--- Start Records shown ---

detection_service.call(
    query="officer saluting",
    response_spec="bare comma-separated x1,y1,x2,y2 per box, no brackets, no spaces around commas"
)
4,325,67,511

--- End Records shown ---

- [Problem description] Rewrite the lines above with "officer" changed to "soldier" and everything else left as it is.

- [Solution]
detection_service.call(
    query="soldier saluting",
    response_spec="bare comma-separated x1,y1,x2,y2 per box, no brackets, no spaces around commas"
)
4,325,67,511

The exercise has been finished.